Challenges:
A) Write out the part of the antitrust passage starting with "American antitrust law" and going on through "stifle would-be competitors.".
B) Answer these questions using the antitrust passage:
(i) Which two federal bodies' appointees does the passage criticize?
(ii) Whose technology platform does it call a populist rejoinder to the bipartisan consensus?
(iii) What two things does it say competition regulators should block?
C) List every company that the antitrust passage says remains unchallenged while growing ever larger.

Source:
These officials have been lulled to sleep by decades of corporate-funded pseudo-economics. Democratic and Republican appointees alike at the Justice Department’s Antitrust Division and the Federal Trade Commission have acted like laws passed to stop lawless corporate monstrosities like Standard Oil and the railroad trust from strong-arming competitors don’t apply in the 21st century. As a result, companies like Facebook, Apple, Amazon and Google remain unchallenged while growing ever larger.

Senator Elizabeth Warren’s technology platform reflects a common sense populist rejoinder to that failed bipartisan consensus. If big corporations elbow the little guy, there is probably a rational reason for their corporate violence and it probably isn’t to benefit consumers or the broader economy. (Unless, of course, you like having your data stolen and traded like a commodity, believe start-ups should have no aspiration other than to be absorbed by a bigger company, or think small business is un-American and passe.)

American antitrust law is built upon the timeless insight that the ability of dominant corporations’ to sustain dominance unfairly threatens our economic and political liberty. Since unfettered corporations can entrench themselves unfairly, competition regulators should block both mergers and corporate practices that allow already powerful corporations to stifle would-be competitors.

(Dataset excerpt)
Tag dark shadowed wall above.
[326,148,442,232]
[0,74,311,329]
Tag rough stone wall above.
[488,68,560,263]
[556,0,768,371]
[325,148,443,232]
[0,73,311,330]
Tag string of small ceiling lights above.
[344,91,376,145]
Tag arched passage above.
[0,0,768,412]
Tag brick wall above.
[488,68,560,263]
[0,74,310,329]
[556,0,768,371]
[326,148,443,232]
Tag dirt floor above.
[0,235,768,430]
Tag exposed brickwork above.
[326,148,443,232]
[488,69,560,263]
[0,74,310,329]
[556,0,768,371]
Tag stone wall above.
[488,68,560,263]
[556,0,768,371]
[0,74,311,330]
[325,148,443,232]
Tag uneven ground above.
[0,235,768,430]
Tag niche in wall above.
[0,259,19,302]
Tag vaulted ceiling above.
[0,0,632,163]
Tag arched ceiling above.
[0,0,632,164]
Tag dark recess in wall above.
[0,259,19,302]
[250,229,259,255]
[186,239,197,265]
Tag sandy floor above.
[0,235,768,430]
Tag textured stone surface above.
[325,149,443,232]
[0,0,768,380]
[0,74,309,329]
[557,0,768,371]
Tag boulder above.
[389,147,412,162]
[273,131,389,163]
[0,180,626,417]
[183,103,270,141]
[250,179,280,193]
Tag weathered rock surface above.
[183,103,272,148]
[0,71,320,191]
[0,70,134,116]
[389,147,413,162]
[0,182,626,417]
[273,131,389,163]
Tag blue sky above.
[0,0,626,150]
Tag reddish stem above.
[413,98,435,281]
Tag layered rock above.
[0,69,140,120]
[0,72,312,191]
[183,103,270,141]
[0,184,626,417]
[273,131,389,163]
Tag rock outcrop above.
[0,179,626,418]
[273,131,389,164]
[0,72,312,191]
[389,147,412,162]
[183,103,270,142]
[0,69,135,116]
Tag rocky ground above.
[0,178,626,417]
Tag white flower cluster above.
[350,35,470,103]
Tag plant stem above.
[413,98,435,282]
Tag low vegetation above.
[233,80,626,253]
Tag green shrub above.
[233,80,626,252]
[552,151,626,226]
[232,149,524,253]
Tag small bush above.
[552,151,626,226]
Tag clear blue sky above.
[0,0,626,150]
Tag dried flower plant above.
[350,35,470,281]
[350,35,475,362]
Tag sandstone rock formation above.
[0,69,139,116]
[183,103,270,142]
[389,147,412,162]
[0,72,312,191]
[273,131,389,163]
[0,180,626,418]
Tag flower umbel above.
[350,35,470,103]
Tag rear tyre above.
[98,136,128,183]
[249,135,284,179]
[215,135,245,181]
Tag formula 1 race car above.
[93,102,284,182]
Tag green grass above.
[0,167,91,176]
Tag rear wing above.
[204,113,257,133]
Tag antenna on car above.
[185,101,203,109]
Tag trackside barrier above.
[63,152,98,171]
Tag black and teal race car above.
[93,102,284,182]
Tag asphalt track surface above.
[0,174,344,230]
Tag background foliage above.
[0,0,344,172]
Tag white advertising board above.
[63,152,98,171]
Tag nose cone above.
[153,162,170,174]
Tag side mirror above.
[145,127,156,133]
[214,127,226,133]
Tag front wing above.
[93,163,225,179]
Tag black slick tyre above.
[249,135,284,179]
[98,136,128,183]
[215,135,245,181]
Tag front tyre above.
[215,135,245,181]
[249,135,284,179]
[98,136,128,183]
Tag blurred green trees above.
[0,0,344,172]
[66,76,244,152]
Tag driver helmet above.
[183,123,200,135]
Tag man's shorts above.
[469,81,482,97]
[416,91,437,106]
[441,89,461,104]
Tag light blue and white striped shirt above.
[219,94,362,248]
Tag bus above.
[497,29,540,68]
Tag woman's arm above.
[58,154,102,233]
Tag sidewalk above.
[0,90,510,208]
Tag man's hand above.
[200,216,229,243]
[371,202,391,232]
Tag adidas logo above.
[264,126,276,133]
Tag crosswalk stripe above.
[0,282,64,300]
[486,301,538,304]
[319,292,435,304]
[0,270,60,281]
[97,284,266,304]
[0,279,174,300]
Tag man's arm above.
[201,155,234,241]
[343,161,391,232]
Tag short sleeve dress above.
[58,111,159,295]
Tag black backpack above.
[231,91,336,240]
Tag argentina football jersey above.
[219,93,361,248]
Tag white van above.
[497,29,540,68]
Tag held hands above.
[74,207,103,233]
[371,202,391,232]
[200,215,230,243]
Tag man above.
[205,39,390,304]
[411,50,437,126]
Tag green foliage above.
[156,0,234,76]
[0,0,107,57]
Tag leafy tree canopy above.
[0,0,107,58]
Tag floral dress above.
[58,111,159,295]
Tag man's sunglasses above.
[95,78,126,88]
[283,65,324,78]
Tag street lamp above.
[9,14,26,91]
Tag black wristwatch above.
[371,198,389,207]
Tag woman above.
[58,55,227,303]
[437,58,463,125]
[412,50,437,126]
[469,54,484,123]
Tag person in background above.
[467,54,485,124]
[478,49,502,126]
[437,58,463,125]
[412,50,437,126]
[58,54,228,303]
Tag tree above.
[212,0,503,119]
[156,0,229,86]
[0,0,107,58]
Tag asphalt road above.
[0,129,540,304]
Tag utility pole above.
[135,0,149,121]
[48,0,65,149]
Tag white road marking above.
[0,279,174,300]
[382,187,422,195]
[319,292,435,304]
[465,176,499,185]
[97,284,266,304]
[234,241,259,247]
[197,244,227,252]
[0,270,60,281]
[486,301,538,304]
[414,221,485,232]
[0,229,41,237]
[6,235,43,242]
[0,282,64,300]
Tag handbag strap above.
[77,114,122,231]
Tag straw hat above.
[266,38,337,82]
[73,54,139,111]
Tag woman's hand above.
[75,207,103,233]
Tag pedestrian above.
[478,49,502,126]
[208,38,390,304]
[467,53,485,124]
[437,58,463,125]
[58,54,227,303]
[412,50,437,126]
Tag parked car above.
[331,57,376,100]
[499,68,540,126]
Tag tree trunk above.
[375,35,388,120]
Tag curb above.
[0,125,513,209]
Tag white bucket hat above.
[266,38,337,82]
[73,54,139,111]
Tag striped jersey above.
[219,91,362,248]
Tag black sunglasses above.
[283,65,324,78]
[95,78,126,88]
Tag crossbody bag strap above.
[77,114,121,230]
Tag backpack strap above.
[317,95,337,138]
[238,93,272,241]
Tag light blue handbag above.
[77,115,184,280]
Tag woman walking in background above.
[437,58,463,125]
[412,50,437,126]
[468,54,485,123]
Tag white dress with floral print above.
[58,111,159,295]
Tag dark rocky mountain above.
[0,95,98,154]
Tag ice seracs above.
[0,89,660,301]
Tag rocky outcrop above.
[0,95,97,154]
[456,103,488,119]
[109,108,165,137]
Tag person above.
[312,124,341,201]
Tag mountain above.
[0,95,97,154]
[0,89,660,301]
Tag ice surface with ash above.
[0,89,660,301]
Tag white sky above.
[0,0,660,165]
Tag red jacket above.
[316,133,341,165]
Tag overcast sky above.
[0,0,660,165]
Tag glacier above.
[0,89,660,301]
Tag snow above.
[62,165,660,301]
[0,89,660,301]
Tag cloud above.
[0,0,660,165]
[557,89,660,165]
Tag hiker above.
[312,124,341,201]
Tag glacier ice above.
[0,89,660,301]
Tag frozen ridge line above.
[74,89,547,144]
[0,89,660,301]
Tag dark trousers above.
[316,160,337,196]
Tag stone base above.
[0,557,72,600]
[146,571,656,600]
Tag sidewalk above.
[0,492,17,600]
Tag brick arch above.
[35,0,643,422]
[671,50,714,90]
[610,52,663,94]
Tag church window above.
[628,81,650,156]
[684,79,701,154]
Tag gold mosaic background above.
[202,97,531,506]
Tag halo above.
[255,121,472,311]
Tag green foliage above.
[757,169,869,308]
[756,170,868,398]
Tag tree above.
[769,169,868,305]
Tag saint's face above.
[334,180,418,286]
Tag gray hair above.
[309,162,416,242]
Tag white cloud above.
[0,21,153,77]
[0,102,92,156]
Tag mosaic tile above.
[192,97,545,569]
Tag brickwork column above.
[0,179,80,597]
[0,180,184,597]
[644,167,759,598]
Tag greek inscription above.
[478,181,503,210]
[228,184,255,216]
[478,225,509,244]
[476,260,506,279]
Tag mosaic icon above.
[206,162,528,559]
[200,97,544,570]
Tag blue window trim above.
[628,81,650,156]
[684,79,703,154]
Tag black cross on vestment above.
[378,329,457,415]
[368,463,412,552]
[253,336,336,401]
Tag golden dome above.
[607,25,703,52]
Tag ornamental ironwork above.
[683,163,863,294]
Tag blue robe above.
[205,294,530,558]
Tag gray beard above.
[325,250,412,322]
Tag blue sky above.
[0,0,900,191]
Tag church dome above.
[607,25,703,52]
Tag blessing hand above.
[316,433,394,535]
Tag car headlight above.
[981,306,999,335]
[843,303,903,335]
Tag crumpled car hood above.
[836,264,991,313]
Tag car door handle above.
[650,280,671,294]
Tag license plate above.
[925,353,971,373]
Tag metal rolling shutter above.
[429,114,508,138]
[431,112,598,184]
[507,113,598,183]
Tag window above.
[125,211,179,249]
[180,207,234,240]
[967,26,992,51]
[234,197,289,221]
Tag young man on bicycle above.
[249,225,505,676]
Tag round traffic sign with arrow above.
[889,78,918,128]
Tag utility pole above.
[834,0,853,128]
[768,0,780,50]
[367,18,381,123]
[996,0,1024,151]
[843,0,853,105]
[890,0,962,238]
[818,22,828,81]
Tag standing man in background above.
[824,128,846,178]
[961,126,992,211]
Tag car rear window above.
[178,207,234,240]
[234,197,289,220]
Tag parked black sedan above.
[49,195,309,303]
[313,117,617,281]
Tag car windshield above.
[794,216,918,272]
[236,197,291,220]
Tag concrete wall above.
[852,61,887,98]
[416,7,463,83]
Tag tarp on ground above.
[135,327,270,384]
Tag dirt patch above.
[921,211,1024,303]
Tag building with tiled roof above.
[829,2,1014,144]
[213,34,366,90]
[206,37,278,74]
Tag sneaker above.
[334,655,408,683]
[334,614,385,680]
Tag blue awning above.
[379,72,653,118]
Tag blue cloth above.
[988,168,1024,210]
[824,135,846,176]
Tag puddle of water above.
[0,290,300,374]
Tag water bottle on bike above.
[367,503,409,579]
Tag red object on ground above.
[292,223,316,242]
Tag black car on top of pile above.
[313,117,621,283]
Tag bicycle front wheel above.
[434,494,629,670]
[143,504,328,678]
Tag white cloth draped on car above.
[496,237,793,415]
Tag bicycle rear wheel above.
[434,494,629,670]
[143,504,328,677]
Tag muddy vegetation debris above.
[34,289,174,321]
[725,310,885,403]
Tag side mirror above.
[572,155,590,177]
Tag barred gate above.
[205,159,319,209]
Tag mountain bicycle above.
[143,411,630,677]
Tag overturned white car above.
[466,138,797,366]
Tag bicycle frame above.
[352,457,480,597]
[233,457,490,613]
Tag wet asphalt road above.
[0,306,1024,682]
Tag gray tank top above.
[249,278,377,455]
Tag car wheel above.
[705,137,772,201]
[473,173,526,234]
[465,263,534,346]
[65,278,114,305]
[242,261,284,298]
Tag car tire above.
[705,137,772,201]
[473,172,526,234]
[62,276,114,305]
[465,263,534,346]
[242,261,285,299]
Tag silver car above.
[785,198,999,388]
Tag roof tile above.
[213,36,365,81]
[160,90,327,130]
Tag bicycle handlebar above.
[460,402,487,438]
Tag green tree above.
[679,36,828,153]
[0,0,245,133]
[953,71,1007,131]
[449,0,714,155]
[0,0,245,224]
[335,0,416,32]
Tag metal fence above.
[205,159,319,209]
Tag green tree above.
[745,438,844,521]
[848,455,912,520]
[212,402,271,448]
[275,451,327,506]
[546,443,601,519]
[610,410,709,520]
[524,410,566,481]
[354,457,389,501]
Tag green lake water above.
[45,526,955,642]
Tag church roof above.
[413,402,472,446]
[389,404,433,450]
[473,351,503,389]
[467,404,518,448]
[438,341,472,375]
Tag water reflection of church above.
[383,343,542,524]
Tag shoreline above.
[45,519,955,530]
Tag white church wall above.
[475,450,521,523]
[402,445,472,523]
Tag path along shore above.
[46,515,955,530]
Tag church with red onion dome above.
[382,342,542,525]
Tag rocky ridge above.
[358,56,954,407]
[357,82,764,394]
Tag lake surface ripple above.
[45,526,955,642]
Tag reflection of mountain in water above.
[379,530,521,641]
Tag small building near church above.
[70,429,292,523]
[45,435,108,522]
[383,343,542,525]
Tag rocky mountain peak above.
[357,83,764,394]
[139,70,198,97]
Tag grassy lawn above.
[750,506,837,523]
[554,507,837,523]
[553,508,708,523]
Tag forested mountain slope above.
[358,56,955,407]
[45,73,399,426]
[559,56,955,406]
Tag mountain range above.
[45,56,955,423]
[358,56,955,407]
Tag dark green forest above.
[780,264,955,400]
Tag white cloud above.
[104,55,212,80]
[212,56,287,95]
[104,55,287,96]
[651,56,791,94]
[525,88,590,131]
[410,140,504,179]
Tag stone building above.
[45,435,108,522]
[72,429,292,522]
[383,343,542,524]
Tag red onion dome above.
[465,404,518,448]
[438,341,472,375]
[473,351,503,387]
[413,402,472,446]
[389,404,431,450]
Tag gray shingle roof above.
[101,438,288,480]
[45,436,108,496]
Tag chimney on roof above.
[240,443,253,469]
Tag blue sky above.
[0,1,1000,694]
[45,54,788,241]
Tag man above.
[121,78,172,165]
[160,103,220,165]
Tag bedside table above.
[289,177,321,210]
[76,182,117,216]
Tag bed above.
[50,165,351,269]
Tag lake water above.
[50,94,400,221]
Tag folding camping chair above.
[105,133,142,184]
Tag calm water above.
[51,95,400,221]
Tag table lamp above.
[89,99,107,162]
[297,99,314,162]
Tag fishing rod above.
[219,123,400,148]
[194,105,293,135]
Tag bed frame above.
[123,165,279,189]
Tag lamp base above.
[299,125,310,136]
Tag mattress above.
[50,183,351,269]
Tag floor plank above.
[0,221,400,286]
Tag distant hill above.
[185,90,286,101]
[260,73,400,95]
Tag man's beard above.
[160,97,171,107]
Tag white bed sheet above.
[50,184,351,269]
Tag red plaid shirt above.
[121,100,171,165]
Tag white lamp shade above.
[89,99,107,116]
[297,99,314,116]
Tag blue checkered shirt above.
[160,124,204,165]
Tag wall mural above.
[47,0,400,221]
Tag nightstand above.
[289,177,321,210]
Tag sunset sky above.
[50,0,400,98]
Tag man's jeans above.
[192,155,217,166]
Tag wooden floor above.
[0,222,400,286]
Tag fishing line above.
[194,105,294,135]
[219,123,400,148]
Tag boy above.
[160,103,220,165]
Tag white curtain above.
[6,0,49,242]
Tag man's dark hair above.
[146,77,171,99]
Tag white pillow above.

Worked solutions:
A)
American antitrust law is built upon the timeless insight that the ability of dominant corporations’ to sustain dominance unfairly threatens our economic and political liberty. Since unfettered corporations can entrench themselves unfairly, competition regulators should block both mergers and corporate practices that allow already powerful corporations to stifle would-be competitors.

B)
(i) The Justice Department's Antitrust Division and the Federal Trade Commission.
(ii) Senator Elizabeth Warren's.
(iii) Mergers and corporate practices that allow already powerful corporations to stifle would-be competitors.

C) Facebook, Apple, Amazon, Google